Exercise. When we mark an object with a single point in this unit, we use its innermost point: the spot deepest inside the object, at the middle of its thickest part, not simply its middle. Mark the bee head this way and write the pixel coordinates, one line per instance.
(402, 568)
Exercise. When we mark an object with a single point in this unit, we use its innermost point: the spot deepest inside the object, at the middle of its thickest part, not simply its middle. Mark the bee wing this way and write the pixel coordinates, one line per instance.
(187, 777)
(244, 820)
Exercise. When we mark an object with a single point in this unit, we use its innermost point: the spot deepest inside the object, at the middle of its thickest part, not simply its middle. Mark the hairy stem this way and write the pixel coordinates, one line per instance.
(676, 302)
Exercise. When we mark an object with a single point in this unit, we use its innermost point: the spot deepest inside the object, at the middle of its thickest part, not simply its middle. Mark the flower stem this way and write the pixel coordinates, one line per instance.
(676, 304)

▸ Activity
Copy out all of the data exactly, leaving nothing out.

▸ Written solution
Exercise. When we mark an object with a single point in this unit, we use its innermost point: the spot deepest inside the object, at the middle of its thickest part, not simply its middle. Mark the bee head this way and write the pixel coordinates, one line per instance.
(402, 568)
Exercise. When we mark an object with a single point in this unit, we use its innermost point: the spot deepest inside the object, at the middle of its thickest part, not simply its middle. Mark the bee wing this way and write the pixel coordinates, one line per instance.
(187, 777)
(244, 820)
Exercise. When we mark an object with a single point in this unit, we use its innermost point: the spot deepest inside the object, at the middle of its thickest part, not simply its middle. Mark the hairy stem this way and write the pixel coordinates, one line per instance.
(676, 302)
Exercise. When we mark an object with a single point in this unit, we use its innermost point: the spot deepest inside the object, at the middle of its thickest part, not simply its middle. Mark the flower stem this way and write the pixel coordinates, one line per instance.
(676, 304)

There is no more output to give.